EXERCISE AIM | Please repeat all of the lines that follow, exactly as written.

SUPPLIED MATERIAL |
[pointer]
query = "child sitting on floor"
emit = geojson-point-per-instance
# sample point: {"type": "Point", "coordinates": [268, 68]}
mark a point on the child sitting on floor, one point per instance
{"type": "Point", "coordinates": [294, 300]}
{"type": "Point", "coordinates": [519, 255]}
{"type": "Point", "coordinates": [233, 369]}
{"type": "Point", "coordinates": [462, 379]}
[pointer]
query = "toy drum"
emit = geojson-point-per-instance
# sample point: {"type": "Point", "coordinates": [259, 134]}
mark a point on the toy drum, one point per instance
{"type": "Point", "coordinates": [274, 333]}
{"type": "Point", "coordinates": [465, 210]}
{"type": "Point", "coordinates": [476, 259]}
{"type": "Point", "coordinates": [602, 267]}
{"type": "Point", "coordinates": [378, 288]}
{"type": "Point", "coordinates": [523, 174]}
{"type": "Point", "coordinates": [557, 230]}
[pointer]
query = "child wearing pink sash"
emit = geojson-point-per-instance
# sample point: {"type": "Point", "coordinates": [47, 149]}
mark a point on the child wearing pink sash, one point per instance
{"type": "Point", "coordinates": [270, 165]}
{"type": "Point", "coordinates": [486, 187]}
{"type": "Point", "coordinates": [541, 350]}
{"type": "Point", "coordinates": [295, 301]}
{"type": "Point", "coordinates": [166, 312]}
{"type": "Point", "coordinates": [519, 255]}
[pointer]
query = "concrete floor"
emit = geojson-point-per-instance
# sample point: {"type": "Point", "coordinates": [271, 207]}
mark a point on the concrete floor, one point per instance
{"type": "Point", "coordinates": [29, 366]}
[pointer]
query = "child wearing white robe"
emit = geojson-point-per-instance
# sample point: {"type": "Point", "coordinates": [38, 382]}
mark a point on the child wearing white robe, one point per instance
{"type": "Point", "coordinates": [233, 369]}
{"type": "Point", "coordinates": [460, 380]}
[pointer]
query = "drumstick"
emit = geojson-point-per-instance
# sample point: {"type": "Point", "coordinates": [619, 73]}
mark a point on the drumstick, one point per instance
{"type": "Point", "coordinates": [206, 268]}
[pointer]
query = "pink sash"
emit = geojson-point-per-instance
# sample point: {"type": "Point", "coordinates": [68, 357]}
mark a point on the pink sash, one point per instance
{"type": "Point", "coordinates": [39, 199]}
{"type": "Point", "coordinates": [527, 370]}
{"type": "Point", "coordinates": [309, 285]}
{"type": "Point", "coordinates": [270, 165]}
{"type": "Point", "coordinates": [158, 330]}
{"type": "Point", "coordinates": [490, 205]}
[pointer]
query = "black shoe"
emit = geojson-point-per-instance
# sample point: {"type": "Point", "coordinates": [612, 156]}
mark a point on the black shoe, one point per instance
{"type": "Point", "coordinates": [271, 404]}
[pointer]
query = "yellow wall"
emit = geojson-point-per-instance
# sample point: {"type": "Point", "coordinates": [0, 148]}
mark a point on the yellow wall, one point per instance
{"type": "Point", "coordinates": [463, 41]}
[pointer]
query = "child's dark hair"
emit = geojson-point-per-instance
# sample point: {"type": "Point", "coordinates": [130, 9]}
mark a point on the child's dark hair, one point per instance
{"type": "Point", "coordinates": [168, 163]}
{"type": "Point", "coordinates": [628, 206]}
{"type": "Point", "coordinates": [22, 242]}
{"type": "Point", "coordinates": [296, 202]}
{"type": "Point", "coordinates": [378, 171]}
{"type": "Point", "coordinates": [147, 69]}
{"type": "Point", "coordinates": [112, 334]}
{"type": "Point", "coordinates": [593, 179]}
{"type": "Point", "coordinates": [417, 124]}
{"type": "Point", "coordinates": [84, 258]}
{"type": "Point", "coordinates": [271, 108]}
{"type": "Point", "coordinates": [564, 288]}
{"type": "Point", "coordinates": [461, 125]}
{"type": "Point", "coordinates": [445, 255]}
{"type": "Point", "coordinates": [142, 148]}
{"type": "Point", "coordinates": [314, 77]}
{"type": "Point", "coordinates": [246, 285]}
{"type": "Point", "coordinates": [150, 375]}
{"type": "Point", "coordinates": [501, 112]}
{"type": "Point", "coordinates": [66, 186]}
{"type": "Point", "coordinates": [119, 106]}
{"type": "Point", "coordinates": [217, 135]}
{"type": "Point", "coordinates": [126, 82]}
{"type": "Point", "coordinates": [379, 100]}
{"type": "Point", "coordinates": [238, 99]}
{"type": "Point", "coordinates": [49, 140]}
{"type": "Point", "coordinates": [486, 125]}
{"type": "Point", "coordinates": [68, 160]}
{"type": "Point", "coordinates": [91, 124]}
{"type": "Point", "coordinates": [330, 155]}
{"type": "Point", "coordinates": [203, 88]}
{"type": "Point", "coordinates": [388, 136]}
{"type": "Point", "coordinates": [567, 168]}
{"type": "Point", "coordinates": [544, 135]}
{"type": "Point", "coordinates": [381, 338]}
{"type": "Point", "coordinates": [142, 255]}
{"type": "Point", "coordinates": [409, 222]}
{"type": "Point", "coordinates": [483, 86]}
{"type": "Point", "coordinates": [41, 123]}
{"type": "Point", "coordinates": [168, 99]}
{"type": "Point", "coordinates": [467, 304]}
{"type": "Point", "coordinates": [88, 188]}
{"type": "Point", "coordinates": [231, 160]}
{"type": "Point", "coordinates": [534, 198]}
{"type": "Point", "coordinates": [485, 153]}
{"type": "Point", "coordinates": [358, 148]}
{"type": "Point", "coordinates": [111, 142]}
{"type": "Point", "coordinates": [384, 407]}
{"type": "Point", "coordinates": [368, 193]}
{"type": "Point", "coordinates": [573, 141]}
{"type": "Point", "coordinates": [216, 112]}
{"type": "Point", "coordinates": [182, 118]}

COMPLETE ANSWER |
[pointer]
query = "child sitting on floor"
emit = geojson-point-per-instance
# sample point: {"type": "Point", "coordinates": [268, 68]}
mark a point on the child sitting on floor, one point per instance
{"type": "Point", "coordinates": [294, 300]}
{"type": "Point", "coordinates": [519, 255]}
{"type": "Point", "coordinates": [233, 369]}
{"type": "Point", "coordinates": [462, 379]}
[pointer]
query = "toy drum"
emit = geojson-point-per-instance
# sample point: {"type": "Point", "coordinates": [259, 134]}
mark a point on the toy drum, one point per instance
{"type": "Point", "coordinates": [274, 333]}
{"type": "Point", "coordinates": [465, 210]}
{"type": "Point", "coordinates": [476, 259]}
{"type": "Point", "coordinates": [602, 267]}
{"type": "Point", "coordinates": [378, 288]}
{"type": "Point", "coordinates": [523, 174]}
{"type": "Point", "coordinates": [557, 230]}
[pointer]
query = "child wearing pink sash"
emit = geojson-point-per-instance
# sample point: {"type": "Point", "coordinates": [47, 149]}
mark a point on the child wearing pink sash, one point per instance
{"type": "Point", "coordinates": [270, 165]}
{"type": "Point", "coordinates": [486, 187]}
{"type": "Point", "coordinates": [541, 350]}
{"type": "Point", "coordinates": [295, 301]}
{"type": "Point", "coordinates": [166, 312]}
{"type": "Point", "coordinates": [519, 255]}
[pointer]
query = "concrete floor"
emit = geojson-point-per-instance
# sample point: {"type": "Point", "coordinates": [271, 207]}
mark a point on the concrete floor, one point per instance
{"type": "Point", "coordinates": [29, 366]}
[pointer]
query = "child wearing white robe"
emit = geojson-point-per-instance
# sample point: {"type": "Point", "coordinates": [38, 382]}
mark a point on the child wearing white robe, one point per instance
{"type": "Point", "coordinates": [233, 369]}
{"type": "Point", "coordinates": [460, 380]}
[pointer]
query = "drumstick"
emit = geojson-point-per-instance
# sample point: {"type": "Point", "coordinates": [619, 73]}
mark a point on the drumstick, one point per instance
{"type": "Point", "coordinates": [206, 268]}
[pointer]
query = "pink sash"
emit = geojson-point-per-instance
# sample point: {"type": "Point", "coordinates": [68, 357]}
mark a point on the pink sash, one point per instance
{"type": "Point", "coordinates": [39, 199]}
{"type": "Point", "coordinates": [527, 370]}
{"type": "Point", "coordinates": [309, 285]}
{"type": "Point", "coordinates": [270, 165]}
{"type": "Point", "coordinates": [158, 330]}
{"type": "Point", "coordinates": [490, 205]}
[pointer]
query = "black shoe"
emit = geojson-point-per-instance
# sample point: {"type": "Point", "coordinates": [612, 156]}
mark a point on the black shoe, one point per instance
{"type": "Point", "coordinates": [271, 404]}
[pointer]
query = "yellow wall"
emit = geojson-point-per-instance
# sample point: {"type": "Point", "coordinates": [0, 148]}
mark a point on the yellow wall, one point per instance
{"type": "Point", "coordinates": [463, 41]}
[pointer]
query = "child's dark hair"
emit = geojson-point-per-instance
# sample point: {"type": "Point", "coordinates": [130, 9]}
mark a point on the child's dark hair, one point per instance
{"type": "Point", "coordinates": [168, 163]}
{"type": "Point", "coordinates": [628, 206]}
{"type": "Point", "coordinates": [22, 242]}
{"type": "Point", "coordinates": [296, 202]}
{"type": "Point", "coordinates": [378, 171]}
{"type": "Point", "coordinates": [147, 69]}
{"type": "Point", "coordinates": [112, 334]}
{"type": "Point", "coordinates": [593, 179]}
{"type": "Point", "coordinates": [417, 124]}
{"type": "Point", "coordinates": [84, 258]}
{"type": "Point", "coordinates": [271, 108]}
{"type": "Point", "coordinates": [564, 288]}
{"type": "Point", "coordinates": [461, 125]}
{"type": "Point", "coordinates": [445, 255]}
{"type": "Point", "coordinates": [142, 148]}
{"type": "Point", "coordinates": [314, 77]}
{"type": "Point", "coordinates": [246, 285]}
{"type": "Point", "coordinates": [150, 375]}
{"type": "Point", "coordinates": [501, 112]}
{"type": "Point", "coordinates": [66, 186]}
{"type": "Point", "coordinates": [119, 106]}
{"type": "Point", "coordinates": [217, 135]}
{"type": "Point", "coordinates": [126, 82]}
{"type": "Point", "coordinates": [379, 100]}
{"type": "Point", "coordinates": [238, 99]}
{"type": "Point", "coordinates": [49, 140]}
{"type": "Point", "coordinates": [486, 125]}
{"type": "Point", "coordinates": [68, 160]}
{"type": "Point", "coordinates": [91, 124]}
{"type": "Point", "coordinates": [330, 155]}
{"type": "Point", "coordinates": [203, 88]}
{"type": "Point", "coordinates": [388, 136]}
{"type": "Point", "coordinates": [567, 168]}
{"type": "Point", "coordinates": [544, 135]}
{"type": "Point", "coordinates": [381, 338]}
{"type": "Point", "coordinates": [142, 255]}
{"type": "Point", "coordinates": [409, 222]}
{"type": "Point", "coordinates": [483, 86]}
{"type": "Point", "coordinates": [41, 123]}
{"type": "Point", "coordinates": [168, 99]}
{"type": "Point", "coordinates": [467, 304]}
{"type": "Point", "coordinates": [88, 188]}
{"type": "Point", "coordinates": [231, 160]}
{"type": "Point", "coordinates": [534, 198]}
{"type": "Point", "coordinates": [485, 153]}
{"type": "Point", "coordinates": [358, 148]}
{"type": "Point", "coordinates": [111, 142]}
{"type": "Point", "coordinates": [384, 407]}
{"type": "Point", "coordinates": [368, 193]}
{"type": "Point", "coordinates": [573, 141]}
{"type": "Point", "coordinates": [216, 112]}
{"type": "Point", "coordinates": [182, 118]}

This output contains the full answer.